> [TEXT EXTRACT]:
========================================================================

For this instruction, the opcode for ADD that we should use is one that accepts Ev as operand1 and Gv as operand2. (E and G means that the operands are specified in the ModR/M byte, and v means that the operands are 32-bit in size). Looking at the table, the opcode that we should use is 0x01, and I colored it yellow in the table below:

mnemonicop1op2po
ADDEbGb00
ADDEvGv01
ADDGbEb02
ADDGvEv03
ADDALIb04
ADDeAXIv05
ADDEbIb80
ADDEvIv81

I also colored opcode 0x03 gray as well. I'll cover that later.

Now, same as usual, we start off with the opcode byte of 0x01:

+------+
| 0x01 |
+------+
  ^ First byte is the opcode.

When the processor sees the opcode 0x01, it would then expect the ModR/M byte to come next. The ModR/M byte allows us to specify the register operands of instructions that take E and G operands. https://wiki.osdev.org/X86-64_Instruction_Encoding has this to say about the format of the ModR/M byte:

7                               0
+---+---+---+---+---+---+---+---+
|  mod  |    reg    |     rm    |
+---+---+---+---+---+---+---+---+
FieldLengthDescription
MODRM.mod2 bitsWhen this field is b11, then register-direct addressing mode is used; otherwise register-indirect addressing mode is used.
MODRM.reg3 bits
This field can have one of two values:
  • A 3-bit opcode extension, which is used by some instructions but has no further meaning other than distinguishing the instruction from other instructions. (We won't be using this)
  • A 3-bit register reference, which can be used as the source or the destination of an instruction (depending on the instruction). (This specifies the G operand)
MODRM.rm3 bitsSpecifies a direct or indirect register operand, optionally with a displacement. (This specifies the E operand)

As such, for the instruction ADD ecx, esi, our values for the fields of the ModR/M byte are:

  • MODRM.mod = b11 (since we are using register-direct addressing mode)
  • MODRM.reg = b110 (esi, which is register 6)
  • MODRM.rm = b001 (ecx, which is register 1)

You might notice that the description in the table above also mentions register-indirect addressing mode. The ModR/M byte, along with the SIB byte, can be used to encode an ADD instruction where an operand is loaded from memory (e.g. ADD ecx, [esp + 0x4]), but we won't cover it here.

So, putting the bits together we get the byte b11110001 = 0xf1. Let's add it after our opcode:

+------+------+
| 0x01 | 0xf1 |
+------+------+
         ^ ModR/M byte

And run it through our disassembler:

$echo -n -e \\x01\\xf1 >foo.bin
$ ./disasm.sh foo.bin

foo.bin:     file format binary


Disassembly of section .data:

0000000000000000 <.data>:
   0:	01 f1                	add    ecx,esi

And everything looks about right!

========================================================================

> [EXTRACTED ENTRIES]:
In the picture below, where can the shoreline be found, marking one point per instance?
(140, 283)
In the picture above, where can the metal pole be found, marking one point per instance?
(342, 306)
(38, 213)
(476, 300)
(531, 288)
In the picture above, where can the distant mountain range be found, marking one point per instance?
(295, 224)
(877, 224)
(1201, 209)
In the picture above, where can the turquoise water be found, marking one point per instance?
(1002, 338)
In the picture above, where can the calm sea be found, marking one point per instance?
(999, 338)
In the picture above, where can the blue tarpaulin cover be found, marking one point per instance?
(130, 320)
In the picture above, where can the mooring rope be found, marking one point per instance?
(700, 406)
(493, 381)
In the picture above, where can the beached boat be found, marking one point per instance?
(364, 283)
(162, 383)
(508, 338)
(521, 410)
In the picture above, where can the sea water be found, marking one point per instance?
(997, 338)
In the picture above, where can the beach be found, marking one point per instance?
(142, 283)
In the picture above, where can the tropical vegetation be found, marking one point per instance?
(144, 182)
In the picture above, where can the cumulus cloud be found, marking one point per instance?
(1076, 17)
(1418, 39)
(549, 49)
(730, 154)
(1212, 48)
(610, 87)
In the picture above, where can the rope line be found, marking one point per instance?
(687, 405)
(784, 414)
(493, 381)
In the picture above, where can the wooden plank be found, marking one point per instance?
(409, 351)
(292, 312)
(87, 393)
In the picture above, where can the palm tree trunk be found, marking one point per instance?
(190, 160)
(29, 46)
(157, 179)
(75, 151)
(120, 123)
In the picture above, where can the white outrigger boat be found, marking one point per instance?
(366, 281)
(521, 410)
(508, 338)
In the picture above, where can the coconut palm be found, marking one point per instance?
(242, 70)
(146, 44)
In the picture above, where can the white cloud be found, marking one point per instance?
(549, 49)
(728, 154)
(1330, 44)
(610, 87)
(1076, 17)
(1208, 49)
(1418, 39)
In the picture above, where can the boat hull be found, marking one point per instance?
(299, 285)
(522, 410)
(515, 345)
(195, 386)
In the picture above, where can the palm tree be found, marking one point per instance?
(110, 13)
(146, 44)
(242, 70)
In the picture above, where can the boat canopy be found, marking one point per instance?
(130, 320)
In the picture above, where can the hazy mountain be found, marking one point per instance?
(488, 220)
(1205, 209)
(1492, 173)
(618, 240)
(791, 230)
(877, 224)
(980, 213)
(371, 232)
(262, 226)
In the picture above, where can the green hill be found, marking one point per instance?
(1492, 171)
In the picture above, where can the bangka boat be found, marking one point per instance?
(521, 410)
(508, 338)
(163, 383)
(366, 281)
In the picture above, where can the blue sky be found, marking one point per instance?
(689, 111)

========================================================================

> [EXERCISE TASK A]:
Answer these questions from the text on encoding the ADD instruction:
(i) Which opcode byte is chosen for the ADD that takes Ev as operand1 and Gv as operand2?
(ii) What value is assigned to MODRM.reg for esi?
(iii) What byte results from putting the ModR/M bits together?
> [EXERCISE TASK B]:
Decide whether each statement agrees with the text on encoding the ADD instruction. Answer yes or no and quote the words that settle it.
(i) The v in Ev and Gv means the operands are 16-bit in size.
(ii) When MODRM.mod is b11, register-direct addressing mode is used.
(iii) The text explains how the SIB byte encodes an ADD that loads an operand from memory.
Nothing in the listing is needed here.

> [EXERCISE RESULT A]:
(i) 0x01
(ii) b110
(iii) b11110001, which is 0xf1

> [EXERCISE RESULT B]:
(i) No: "v means that the operands are 32-bit in size"
(ii) Yes: "When this field is b11, then register-direct addressing mode is used"
(iii) No: "but we won't cover it here"